──────── Selection ────────

Question

A battery of emf $\varepsilon$ and internal resistance $r$ is connected to the circuit as shown in the figure. When the key $K_{1}$ is closed and $K_{2}$ is open, the ideal voltmeter shows a reading of $18\, V$. When key $K_{2}$ is closed and $K_{1}$ is open, the voltmeter reading is $24\, V$. When $K_{1}$ and $K_{2}$ are both open, the voltmeter reading is

• A. 8 V
• B. 12 V
• C. 24 V
• D. 36 V

Answer 1

Answer: (D)

Let $\varepsilon, r$ be emf and internal resistance of battery.
When $K_{2}$ is open and $K_{1}$ is closed, then current through $6\, \Omega$ is
$I_{1}=\frac{\varepsilon}{r+6}=\frac{18}{6}=3$ or $\varepsilon=3 r+18$...(i)
When $K_{1}$ is open and $K_{2}$ is closed, then current through $12\, \Omega$ is
$I_{2}=\frac{\varepsilon}{r+12}=\frac{24}{12}=2$ or $\varepsilon=2 r+24$...(ii)
Solving (i) and (ii), we get $\varepsilon=36\, V , r=6\, \Omega$
When $K_{1}$ and $K_{2}$ are both open, the reading of voltmeter will be the emf of the battery $(=36\, V )$

────────

◆ Directive ◆
Quote the battery circuit problem above word for word, from "A battery of" to "Answer: (D)".

──────── Dataset content ────────

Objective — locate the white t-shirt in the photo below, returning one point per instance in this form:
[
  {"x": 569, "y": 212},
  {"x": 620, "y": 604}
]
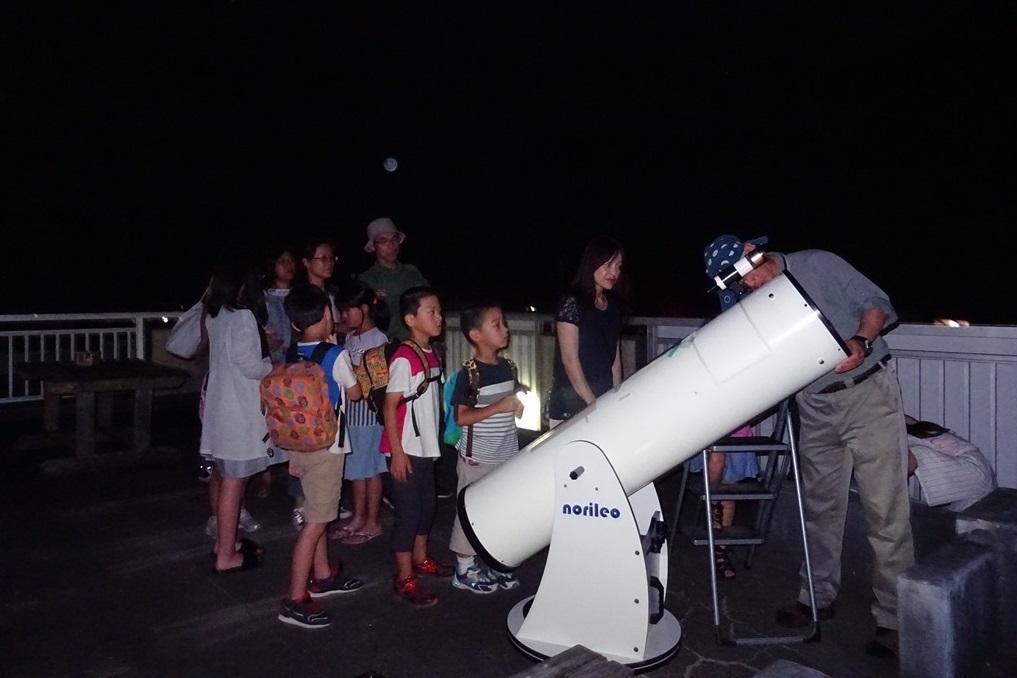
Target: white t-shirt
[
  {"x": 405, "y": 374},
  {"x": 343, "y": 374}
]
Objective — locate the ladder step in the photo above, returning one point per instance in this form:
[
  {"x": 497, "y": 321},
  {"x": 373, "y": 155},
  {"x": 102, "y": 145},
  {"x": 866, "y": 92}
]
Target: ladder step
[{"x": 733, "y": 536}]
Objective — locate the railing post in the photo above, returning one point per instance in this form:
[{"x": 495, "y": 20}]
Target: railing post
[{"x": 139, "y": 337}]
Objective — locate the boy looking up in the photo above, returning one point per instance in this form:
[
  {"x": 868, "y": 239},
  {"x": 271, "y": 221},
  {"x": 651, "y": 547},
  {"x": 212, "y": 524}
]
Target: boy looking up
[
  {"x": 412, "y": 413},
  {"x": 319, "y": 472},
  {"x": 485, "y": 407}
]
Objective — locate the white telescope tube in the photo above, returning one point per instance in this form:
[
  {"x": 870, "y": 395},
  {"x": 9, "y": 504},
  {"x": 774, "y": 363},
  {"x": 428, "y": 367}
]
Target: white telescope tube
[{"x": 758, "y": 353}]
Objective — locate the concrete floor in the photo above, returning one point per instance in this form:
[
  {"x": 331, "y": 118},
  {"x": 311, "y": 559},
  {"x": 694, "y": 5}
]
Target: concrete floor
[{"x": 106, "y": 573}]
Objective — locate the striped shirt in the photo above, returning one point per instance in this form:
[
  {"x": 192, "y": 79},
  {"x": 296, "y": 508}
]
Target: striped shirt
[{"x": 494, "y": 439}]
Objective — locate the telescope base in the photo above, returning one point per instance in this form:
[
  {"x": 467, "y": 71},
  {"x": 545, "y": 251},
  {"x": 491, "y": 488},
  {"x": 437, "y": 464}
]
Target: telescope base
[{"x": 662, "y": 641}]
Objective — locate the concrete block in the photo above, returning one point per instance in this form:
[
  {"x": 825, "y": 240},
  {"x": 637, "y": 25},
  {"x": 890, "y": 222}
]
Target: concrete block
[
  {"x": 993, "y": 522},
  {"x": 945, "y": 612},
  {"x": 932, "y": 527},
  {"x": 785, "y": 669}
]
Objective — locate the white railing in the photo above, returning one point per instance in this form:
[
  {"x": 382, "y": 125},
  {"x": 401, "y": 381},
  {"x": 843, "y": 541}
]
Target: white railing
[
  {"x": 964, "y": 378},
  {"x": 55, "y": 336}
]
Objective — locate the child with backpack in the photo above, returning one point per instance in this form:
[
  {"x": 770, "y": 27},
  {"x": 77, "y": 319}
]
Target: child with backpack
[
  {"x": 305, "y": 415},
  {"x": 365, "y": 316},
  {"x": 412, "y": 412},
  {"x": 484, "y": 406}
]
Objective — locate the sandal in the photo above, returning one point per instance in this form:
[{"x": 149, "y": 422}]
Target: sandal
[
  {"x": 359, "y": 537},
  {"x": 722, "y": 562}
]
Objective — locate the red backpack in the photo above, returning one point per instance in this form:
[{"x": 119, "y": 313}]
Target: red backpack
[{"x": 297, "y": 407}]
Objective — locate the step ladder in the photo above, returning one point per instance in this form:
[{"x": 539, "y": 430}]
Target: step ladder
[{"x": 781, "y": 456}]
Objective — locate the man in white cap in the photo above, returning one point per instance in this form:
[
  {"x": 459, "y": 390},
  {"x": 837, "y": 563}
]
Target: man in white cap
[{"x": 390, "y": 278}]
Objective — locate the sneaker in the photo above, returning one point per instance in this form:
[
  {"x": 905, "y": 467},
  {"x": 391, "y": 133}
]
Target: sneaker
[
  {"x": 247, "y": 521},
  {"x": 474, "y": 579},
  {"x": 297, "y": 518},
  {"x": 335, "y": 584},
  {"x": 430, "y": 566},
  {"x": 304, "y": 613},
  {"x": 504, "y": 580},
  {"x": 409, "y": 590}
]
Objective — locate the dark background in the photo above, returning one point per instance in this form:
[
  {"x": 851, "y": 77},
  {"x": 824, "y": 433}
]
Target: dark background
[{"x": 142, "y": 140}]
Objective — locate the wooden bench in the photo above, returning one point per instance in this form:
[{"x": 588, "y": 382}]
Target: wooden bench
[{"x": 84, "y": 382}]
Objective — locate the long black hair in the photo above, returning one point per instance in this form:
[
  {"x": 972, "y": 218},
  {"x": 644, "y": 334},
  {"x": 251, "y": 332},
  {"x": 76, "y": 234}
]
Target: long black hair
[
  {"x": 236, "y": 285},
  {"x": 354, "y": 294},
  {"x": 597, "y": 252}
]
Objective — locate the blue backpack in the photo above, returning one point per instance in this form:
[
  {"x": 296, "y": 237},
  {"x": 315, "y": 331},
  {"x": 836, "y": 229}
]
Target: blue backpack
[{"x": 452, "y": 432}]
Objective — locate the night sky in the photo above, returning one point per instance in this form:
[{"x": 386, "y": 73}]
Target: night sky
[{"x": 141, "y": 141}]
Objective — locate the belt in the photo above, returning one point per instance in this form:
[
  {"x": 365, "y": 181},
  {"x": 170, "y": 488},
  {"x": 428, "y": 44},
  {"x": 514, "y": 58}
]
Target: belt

────────

◆ Solution for this task ◆
A battery of emf $\varepsilon$ and internal resistance $r$ is connected to the circuit as shown in the figure. When the key $K_{1}$ is closed and $K_{2}$ is open, the ideal voltmeter shows a reading of $18\, V$. When key $K_{2}$ is closed and $K_{1}$ is open, the voltmeter reading is $24\, V$. When $K_{1}$ and $K_{2}$ are both open, the voltmeter reading is

• A. 8 V
• B. 12 V
• C. 24 V
• D. 36 V

Answer 1

Answer: (D)